Short problem
Gather every line in the records below that contains the word "black".

Records for the task
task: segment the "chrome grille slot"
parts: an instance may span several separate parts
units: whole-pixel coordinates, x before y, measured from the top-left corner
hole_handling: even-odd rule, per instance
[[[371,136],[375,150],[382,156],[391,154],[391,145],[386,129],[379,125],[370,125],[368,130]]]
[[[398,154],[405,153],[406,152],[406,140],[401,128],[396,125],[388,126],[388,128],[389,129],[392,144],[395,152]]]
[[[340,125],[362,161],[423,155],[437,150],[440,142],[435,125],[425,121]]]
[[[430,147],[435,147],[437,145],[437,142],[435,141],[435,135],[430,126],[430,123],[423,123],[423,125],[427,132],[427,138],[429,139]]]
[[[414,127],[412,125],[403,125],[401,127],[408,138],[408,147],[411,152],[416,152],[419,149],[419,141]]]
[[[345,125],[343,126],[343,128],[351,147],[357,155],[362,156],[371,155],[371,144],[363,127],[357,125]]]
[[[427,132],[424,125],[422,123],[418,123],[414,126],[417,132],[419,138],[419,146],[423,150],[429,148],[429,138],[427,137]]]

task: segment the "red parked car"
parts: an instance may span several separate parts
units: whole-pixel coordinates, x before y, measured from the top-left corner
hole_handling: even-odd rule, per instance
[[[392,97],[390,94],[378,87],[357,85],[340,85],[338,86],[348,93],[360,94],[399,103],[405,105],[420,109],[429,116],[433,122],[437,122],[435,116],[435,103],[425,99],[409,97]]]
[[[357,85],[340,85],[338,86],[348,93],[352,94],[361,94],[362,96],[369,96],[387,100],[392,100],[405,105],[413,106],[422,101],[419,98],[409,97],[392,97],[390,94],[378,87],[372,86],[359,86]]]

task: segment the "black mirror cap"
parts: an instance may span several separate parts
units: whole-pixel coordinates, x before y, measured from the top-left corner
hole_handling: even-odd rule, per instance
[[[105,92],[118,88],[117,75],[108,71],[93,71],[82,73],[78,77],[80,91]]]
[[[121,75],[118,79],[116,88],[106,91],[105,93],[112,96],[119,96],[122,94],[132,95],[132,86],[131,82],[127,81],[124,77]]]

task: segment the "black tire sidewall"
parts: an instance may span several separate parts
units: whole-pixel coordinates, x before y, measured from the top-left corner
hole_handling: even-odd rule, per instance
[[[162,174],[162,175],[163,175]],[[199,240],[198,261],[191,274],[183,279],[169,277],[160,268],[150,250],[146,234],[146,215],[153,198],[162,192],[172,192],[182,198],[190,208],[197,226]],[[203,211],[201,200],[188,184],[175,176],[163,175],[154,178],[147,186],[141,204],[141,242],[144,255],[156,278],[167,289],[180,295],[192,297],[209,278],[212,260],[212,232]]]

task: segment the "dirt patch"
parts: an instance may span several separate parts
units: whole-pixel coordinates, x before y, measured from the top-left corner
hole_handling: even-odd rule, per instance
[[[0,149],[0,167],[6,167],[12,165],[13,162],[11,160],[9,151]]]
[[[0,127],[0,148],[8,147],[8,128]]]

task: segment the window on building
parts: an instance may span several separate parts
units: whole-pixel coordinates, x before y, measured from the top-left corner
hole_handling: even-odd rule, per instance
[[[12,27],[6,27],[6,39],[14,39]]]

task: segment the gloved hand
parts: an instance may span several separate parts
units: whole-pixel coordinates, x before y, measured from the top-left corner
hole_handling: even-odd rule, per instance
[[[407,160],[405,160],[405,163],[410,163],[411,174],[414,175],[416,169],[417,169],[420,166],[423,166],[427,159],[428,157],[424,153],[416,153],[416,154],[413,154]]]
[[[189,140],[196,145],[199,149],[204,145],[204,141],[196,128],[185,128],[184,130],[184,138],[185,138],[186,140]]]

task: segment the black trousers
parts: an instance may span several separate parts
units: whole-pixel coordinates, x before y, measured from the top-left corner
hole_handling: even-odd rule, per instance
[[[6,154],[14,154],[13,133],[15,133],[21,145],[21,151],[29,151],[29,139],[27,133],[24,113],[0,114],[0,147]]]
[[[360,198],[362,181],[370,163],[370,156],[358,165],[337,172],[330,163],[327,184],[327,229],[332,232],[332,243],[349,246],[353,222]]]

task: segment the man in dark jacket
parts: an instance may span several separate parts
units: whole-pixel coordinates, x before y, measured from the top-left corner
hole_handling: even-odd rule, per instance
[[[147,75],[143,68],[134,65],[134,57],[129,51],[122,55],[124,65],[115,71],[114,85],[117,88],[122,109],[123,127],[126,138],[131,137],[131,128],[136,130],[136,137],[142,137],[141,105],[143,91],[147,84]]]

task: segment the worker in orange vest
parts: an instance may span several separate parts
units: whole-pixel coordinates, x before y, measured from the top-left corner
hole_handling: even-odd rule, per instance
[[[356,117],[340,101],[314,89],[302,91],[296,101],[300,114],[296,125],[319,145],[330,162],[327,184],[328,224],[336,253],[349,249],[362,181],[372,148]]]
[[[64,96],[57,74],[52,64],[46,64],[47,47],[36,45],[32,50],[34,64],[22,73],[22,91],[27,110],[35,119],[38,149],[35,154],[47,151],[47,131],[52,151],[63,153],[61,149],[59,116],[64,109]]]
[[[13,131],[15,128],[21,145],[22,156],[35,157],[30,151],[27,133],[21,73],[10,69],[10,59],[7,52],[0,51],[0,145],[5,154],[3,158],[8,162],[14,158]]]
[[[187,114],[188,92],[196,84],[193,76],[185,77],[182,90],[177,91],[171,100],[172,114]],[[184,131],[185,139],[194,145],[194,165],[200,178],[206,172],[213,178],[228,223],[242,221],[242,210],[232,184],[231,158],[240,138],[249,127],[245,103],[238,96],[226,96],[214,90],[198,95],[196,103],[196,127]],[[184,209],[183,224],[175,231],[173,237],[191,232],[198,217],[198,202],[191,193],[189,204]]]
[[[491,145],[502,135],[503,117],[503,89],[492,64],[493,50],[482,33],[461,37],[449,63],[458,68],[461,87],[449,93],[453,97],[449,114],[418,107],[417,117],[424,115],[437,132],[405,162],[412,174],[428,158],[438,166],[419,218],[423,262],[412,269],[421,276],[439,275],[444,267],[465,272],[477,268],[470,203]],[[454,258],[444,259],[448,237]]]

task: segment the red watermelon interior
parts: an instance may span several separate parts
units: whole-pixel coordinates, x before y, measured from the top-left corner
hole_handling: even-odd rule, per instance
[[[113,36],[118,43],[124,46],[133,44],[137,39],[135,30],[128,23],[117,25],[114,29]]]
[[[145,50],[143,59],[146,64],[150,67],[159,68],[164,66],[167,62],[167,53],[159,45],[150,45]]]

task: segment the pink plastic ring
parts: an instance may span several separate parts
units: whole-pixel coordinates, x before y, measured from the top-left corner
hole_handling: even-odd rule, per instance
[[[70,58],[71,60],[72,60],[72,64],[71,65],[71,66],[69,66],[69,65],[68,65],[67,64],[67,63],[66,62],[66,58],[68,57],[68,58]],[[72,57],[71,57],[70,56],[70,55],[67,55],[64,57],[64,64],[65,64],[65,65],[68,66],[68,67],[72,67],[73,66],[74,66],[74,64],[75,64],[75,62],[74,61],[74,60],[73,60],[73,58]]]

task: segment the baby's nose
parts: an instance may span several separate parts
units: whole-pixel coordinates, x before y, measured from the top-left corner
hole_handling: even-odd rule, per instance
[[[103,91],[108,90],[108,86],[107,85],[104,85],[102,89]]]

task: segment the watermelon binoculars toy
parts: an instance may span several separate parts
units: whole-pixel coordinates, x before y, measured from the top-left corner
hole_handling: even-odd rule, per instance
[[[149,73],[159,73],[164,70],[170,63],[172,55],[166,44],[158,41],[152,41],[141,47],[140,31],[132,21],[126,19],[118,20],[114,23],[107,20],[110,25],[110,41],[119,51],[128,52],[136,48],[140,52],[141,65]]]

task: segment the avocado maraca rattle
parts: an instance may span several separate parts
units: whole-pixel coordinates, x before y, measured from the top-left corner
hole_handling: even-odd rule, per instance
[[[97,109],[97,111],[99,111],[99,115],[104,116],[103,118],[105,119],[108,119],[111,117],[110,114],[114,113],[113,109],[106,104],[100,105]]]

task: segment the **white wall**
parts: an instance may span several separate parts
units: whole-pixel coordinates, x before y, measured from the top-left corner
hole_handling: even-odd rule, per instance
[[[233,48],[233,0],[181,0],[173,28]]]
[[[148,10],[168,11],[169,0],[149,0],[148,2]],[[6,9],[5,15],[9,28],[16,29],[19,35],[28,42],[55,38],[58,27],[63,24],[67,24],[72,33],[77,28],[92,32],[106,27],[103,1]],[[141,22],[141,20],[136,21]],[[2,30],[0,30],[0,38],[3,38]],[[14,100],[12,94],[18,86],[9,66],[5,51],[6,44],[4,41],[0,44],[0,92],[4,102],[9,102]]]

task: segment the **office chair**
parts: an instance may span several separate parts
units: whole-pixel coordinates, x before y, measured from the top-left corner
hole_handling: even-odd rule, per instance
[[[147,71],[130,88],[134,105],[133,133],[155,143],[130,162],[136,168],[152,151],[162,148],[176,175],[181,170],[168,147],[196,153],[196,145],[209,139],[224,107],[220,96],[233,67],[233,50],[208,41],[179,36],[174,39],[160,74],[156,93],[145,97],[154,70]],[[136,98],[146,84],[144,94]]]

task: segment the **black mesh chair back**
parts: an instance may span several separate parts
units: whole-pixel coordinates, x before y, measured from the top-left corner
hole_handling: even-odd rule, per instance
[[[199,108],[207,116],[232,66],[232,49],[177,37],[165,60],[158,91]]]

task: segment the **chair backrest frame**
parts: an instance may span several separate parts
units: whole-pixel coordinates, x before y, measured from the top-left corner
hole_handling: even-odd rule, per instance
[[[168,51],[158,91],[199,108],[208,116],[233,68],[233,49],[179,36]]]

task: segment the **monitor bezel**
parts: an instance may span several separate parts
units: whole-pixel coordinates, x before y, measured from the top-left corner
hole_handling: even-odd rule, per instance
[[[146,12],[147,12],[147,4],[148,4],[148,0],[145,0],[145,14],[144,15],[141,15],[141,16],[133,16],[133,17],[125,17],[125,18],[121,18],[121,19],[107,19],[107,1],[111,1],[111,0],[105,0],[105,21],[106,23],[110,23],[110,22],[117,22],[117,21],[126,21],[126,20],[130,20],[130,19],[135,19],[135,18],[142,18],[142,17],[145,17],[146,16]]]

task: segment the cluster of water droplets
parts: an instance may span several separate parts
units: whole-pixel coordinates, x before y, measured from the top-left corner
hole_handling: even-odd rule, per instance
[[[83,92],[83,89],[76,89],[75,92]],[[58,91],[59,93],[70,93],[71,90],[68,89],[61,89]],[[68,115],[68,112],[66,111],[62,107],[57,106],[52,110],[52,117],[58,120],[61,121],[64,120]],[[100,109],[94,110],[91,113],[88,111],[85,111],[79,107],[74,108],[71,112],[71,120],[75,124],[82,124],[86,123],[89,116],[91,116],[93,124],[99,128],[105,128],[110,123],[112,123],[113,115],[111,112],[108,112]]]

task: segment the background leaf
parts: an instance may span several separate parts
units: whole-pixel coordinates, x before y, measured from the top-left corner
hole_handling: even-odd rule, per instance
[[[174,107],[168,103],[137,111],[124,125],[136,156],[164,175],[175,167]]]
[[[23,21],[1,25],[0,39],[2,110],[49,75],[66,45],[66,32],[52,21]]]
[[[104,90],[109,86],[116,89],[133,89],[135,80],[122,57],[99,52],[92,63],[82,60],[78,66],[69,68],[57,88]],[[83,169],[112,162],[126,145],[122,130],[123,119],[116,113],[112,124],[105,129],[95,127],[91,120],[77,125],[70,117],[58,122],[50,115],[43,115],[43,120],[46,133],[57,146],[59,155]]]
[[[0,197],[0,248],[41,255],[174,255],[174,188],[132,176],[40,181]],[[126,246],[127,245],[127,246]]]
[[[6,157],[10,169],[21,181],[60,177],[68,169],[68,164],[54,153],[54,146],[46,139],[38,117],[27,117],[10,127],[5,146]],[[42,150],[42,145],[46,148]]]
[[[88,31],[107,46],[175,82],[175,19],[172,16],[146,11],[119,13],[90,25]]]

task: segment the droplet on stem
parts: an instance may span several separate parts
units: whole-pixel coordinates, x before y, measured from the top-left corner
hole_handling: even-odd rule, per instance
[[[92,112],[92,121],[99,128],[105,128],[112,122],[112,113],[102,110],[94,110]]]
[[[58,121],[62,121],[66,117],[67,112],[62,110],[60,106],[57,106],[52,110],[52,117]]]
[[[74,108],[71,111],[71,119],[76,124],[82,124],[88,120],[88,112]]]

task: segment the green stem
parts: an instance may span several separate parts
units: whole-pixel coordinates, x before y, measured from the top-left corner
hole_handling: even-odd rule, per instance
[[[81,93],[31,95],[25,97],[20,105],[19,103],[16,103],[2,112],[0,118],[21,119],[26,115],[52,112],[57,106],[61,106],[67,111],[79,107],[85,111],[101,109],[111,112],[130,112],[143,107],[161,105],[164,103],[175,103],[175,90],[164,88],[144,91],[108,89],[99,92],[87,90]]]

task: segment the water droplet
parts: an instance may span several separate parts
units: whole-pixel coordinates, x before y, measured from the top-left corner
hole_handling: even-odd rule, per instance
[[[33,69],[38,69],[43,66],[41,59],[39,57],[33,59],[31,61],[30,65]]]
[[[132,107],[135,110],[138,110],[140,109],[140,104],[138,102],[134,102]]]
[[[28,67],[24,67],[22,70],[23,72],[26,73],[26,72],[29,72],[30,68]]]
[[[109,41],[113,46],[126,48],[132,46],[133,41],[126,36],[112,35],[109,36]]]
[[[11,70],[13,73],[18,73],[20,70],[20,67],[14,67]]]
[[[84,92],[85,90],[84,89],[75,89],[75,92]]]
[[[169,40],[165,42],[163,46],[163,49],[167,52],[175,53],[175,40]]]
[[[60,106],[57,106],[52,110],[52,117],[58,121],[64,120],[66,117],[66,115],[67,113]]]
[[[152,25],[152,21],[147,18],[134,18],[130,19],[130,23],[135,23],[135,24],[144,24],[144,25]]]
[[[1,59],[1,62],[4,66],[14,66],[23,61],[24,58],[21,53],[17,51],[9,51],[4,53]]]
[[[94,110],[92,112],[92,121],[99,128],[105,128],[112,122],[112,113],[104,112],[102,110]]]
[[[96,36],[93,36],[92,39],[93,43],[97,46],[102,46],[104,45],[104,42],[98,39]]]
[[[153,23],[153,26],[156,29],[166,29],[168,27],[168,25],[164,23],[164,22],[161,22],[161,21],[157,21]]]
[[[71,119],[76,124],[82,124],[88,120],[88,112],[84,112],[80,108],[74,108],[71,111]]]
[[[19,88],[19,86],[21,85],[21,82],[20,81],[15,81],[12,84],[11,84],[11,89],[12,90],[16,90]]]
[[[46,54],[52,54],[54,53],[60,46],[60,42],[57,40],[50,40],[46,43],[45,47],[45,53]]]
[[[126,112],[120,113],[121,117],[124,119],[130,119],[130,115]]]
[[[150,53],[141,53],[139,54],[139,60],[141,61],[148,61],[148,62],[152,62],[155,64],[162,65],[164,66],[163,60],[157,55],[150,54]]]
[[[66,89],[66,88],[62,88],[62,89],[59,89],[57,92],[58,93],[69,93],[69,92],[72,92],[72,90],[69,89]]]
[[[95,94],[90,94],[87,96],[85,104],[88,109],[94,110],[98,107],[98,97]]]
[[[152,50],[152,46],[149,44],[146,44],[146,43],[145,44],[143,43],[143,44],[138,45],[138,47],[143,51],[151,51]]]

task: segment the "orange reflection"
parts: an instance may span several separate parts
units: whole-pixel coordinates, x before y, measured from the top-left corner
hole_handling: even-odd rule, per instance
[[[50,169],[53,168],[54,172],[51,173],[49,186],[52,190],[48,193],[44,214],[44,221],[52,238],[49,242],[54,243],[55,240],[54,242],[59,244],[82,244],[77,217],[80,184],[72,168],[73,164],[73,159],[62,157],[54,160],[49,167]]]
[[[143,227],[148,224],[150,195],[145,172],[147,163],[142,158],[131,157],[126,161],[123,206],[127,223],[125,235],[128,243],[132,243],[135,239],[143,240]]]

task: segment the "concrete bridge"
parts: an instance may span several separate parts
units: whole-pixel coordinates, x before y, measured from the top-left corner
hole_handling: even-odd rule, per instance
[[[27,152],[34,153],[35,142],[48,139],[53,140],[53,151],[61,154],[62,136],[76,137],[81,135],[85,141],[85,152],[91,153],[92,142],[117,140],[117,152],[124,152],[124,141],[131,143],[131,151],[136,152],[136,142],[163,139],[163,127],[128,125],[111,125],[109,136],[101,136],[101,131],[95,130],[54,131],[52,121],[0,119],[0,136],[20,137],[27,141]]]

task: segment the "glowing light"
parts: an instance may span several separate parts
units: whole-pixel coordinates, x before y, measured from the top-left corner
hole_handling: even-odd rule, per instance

Output for this exercise
task: segment the "black mirror cap"
task: segment the "black tire sidewall"
task: segment the black trousers
task: segment the **black mesh chair back**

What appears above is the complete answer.